GIVEN PASSAGE =>
□ □ □ □ □
Considering a clinical trial
The decision to enroll your child in a clinical trial is a personal one that should be made in partnership with your child's doctor. For many families living with Duchenne, clinical trials offer a chance to receive investigational drugs, but there are many factors that need to be considered.
A clinical trial that is well-planned and well-conducted potentially offers participants the chance to:
- Have access to investigational treatments that are being studied in research (investigational drugs)
- Receive regular, careful medical attention from a team of healthcare professionals
- Be part of research that may result in advancing the understanding of a disease or the approval of an investigational treatment
Once you and your child's doctor have determined that a clinical trial is the right step for your family, you’ll need to find a trial that is a good match.
Each clinical study has "eligibility criteria" that must be met in order to participate. These factors determine which individuals can participate, and are different for every clinical trial. These may include:
Type and stage
Medications or treatments
participants are using
or have used
Other criteria, such as a person's
health status or ability to do the
tasks needed in a study
Before your child can participate in a trial, he must go through a screening process to see if he meets these criteria. The screening process could include tests and interviews. Not everyone who applies for a clinical trial will be selected to participate.
□ □ □ □ □
DATA UNDER STUDY =>
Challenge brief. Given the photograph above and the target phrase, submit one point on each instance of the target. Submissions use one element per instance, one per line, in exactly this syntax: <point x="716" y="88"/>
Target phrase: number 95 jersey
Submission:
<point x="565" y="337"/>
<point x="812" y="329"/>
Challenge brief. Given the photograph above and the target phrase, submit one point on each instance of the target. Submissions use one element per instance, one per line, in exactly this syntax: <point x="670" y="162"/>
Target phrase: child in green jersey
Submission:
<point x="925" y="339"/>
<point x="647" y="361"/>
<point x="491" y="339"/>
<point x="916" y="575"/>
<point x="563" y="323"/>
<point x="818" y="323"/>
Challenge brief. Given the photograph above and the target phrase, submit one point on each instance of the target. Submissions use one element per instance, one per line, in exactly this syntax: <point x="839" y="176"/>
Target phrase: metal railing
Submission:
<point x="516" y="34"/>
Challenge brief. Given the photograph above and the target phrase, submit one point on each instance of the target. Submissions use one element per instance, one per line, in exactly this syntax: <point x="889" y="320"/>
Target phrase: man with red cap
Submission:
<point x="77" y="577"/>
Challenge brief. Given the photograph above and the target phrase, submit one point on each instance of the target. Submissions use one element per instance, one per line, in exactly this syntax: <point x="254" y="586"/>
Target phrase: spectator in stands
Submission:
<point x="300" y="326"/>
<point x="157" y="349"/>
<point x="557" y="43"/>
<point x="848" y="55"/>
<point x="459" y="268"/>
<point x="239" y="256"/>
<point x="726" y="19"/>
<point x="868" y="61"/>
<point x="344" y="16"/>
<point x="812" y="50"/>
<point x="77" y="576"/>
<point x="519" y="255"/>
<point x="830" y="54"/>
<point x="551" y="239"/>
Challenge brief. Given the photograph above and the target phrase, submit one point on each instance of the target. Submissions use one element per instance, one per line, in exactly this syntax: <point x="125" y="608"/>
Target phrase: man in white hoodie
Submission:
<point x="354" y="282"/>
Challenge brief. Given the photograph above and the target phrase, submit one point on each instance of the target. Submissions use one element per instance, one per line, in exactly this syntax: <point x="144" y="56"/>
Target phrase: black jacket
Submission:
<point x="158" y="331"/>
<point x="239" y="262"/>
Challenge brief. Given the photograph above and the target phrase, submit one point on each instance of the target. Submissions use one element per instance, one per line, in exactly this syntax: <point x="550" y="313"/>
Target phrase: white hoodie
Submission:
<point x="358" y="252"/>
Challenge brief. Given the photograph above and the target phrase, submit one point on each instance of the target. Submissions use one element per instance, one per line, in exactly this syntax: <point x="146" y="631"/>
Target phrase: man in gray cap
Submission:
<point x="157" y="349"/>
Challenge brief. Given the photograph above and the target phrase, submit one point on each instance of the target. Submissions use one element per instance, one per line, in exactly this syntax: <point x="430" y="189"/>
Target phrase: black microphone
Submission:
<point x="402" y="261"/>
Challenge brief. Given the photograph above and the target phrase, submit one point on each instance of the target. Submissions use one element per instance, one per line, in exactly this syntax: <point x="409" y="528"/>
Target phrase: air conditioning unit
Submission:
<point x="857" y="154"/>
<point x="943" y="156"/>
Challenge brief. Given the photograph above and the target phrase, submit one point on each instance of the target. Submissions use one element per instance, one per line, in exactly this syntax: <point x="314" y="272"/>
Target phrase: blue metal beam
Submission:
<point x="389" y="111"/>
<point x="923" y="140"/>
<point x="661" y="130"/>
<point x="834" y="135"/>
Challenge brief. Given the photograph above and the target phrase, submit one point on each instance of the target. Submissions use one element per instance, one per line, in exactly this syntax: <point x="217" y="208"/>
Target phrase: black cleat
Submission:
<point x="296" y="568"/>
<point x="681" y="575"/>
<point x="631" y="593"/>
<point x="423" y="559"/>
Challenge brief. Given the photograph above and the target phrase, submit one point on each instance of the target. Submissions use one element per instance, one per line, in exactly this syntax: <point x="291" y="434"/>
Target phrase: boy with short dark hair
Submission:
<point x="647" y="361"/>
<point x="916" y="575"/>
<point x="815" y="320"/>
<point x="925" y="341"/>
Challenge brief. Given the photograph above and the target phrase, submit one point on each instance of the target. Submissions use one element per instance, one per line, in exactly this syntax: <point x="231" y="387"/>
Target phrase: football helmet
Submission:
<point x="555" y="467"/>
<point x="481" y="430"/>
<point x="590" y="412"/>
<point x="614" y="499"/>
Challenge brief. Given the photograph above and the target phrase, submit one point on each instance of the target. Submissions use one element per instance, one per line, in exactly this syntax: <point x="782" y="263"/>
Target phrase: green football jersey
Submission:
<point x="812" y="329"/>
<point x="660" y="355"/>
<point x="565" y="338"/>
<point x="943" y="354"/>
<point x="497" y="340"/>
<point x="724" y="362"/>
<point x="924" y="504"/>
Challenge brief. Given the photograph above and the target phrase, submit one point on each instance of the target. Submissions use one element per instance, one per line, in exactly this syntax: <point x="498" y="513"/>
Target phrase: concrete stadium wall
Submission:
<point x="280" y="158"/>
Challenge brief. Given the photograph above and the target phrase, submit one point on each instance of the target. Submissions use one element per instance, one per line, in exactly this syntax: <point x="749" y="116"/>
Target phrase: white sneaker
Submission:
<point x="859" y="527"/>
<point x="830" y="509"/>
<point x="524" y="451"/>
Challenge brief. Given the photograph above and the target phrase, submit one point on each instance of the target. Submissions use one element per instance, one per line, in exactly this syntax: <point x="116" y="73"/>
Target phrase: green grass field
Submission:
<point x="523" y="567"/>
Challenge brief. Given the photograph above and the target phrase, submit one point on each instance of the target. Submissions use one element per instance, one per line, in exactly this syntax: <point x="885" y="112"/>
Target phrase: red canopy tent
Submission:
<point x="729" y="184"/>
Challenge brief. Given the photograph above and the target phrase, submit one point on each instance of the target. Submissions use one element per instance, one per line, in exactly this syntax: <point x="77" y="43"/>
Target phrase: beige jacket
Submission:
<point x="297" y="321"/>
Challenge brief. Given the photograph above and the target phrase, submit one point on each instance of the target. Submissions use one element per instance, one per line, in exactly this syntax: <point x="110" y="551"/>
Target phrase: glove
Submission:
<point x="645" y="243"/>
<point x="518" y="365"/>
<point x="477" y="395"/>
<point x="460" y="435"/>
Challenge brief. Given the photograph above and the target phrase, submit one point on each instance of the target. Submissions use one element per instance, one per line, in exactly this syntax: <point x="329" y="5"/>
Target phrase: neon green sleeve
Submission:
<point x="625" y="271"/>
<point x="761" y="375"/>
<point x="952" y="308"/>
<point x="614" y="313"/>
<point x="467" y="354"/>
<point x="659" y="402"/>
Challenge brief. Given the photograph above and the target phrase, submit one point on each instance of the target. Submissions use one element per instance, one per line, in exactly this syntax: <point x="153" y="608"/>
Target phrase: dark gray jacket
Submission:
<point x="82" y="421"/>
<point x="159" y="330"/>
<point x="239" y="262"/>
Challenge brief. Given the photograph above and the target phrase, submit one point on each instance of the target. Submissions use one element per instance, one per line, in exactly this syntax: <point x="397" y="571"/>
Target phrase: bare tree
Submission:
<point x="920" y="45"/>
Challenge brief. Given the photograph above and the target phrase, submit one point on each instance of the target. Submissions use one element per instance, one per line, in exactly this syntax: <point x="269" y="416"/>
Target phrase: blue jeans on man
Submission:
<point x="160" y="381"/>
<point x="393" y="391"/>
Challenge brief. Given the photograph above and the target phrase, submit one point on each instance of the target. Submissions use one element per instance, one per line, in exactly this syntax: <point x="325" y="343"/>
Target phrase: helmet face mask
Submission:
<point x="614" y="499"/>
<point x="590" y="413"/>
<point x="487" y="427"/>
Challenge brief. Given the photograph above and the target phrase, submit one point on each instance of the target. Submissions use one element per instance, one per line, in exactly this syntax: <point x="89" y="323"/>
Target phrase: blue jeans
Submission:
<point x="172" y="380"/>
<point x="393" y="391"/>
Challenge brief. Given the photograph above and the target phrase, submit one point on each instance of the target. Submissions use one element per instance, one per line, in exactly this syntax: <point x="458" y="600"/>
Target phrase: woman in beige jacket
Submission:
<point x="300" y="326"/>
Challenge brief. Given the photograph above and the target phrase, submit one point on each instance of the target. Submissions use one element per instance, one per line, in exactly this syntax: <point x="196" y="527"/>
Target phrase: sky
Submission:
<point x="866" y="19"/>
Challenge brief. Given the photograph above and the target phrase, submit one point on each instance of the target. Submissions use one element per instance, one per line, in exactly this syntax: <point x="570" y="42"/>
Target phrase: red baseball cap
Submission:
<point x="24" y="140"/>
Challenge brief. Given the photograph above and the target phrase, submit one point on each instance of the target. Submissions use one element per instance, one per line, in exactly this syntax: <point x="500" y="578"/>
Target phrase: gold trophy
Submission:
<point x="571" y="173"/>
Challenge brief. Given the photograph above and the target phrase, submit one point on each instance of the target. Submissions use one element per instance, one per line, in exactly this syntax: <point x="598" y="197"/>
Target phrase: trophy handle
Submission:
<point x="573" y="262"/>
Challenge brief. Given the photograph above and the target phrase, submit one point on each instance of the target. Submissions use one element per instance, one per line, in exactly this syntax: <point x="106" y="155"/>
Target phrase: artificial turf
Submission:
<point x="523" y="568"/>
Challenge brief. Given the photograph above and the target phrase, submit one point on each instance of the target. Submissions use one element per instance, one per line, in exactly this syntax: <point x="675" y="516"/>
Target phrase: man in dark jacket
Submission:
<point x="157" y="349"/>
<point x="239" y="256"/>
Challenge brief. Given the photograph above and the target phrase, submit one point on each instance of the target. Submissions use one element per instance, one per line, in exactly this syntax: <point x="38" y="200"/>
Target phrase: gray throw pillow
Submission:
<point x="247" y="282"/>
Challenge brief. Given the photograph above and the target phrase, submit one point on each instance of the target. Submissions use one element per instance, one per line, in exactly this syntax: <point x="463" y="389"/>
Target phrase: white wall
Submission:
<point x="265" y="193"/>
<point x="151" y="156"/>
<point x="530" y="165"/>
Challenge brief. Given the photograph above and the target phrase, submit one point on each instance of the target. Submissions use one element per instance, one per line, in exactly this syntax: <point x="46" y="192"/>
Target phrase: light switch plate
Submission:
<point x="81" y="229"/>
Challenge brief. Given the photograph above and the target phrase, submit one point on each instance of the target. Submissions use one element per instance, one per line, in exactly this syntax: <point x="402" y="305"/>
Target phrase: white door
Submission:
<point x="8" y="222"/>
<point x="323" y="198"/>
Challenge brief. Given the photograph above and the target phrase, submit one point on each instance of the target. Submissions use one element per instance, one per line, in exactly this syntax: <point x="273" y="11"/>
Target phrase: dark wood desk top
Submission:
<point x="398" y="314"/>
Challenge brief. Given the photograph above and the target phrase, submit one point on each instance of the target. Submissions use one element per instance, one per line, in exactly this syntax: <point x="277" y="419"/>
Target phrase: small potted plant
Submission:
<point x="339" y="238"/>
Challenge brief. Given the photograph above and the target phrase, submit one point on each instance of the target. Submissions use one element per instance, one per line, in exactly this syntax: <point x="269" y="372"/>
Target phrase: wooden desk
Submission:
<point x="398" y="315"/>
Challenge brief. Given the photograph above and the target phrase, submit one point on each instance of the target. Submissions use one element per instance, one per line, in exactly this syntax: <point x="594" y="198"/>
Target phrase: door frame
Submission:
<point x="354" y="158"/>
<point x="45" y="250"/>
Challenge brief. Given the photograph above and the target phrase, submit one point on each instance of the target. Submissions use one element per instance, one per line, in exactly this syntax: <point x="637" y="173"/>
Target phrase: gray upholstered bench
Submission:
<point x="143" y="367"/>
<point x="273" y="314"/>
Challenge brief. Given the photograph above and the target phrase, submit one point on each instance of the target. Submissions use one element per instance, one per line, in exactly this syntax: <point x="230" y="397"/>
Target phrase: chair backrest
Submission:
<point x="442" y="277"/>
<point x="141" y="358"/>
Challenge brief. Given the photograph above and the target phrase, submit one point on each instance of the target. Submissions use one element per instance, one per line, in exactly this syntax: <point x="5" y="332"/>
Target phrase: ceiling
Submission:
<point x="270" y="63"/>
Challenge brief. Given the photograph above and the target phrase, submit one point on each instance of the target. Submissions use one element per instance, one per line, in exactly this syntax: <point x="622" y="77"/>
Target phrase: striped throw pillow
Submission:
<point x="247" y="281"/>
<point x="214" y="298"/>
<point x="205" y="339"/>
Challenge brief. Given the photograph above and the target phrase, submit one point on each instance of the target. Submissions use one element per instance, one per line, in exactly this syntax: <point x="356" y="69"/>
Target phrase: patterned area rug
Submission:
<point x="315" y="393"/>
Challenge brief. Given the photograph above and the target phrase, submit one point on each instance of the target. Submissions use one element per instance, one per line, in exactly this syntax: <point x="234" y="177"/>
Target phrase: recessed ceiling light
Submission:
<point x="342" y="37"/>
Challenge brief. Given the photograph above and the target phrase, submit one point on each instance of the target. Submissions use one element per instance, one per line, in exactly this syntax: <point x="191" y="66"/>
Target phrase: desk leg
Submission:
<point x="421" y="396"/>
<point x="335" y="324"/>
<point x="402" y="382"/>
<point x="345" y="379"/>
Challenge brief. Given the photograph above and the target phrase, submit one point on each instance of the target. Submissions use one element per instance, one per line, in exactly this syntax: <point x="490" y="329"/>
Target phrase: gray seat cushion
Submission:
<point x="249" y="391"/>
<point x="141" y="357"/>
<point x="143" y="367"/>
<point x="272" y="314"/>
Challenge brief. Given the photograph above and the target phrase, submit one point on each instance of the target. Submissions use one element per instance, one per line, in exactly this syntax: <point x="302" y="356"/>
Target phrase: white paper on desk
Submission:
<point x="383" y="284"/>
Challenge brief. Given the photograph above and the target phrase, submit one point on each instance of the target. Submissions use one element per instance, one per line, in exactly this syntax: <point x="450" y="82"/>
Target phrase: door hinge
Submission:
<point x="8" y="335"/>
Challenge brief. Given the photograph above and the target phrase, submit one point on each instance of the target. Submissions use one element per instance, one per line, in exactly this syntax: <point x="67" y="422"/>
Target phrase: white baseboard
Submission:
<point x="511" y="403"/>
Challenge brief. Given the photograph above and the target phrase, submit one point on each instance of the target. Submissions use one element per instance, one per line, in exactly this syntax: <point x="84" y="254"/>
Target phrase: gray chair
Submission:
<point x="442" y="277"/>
□ □ □ □ □
APPLY WHAT YOU READ =>
(a) In the passage on clinical trials, what could the screening process include?
(b) Rewrite the paragraph beginning "Before your child can participate" from the passage on clinical trials as a short bulleted list that keeps its main facts.
(c) Write out the passage on clinical trials word for word, beginning at the words "A clinical trial that" and stopping after "a good match.".

SOLUTIONS BELOW =>
(a) Tests and interviews.

(b)
- A child must go through screening before joining a trial, to see whether the eligibility criteria are met.
- Screening could include tests and interviews.
- Not everyone who applies is selected to participate.

(c)
A clinical trial that is well-planned and well-conducted potentially offers participants the chance to:
- Have access to investigational treatments that are being studied in research (investigational drugs)
- Receive regular, careful medical attention from a team of healthcare professionals
- Be part of research that may result in advancing the understanding of a disease or the approval of an investigational treatment
Once you and your child's doctor have determined that a clinical trial is the right step for your family, you’ll need to find a trial that is a good match.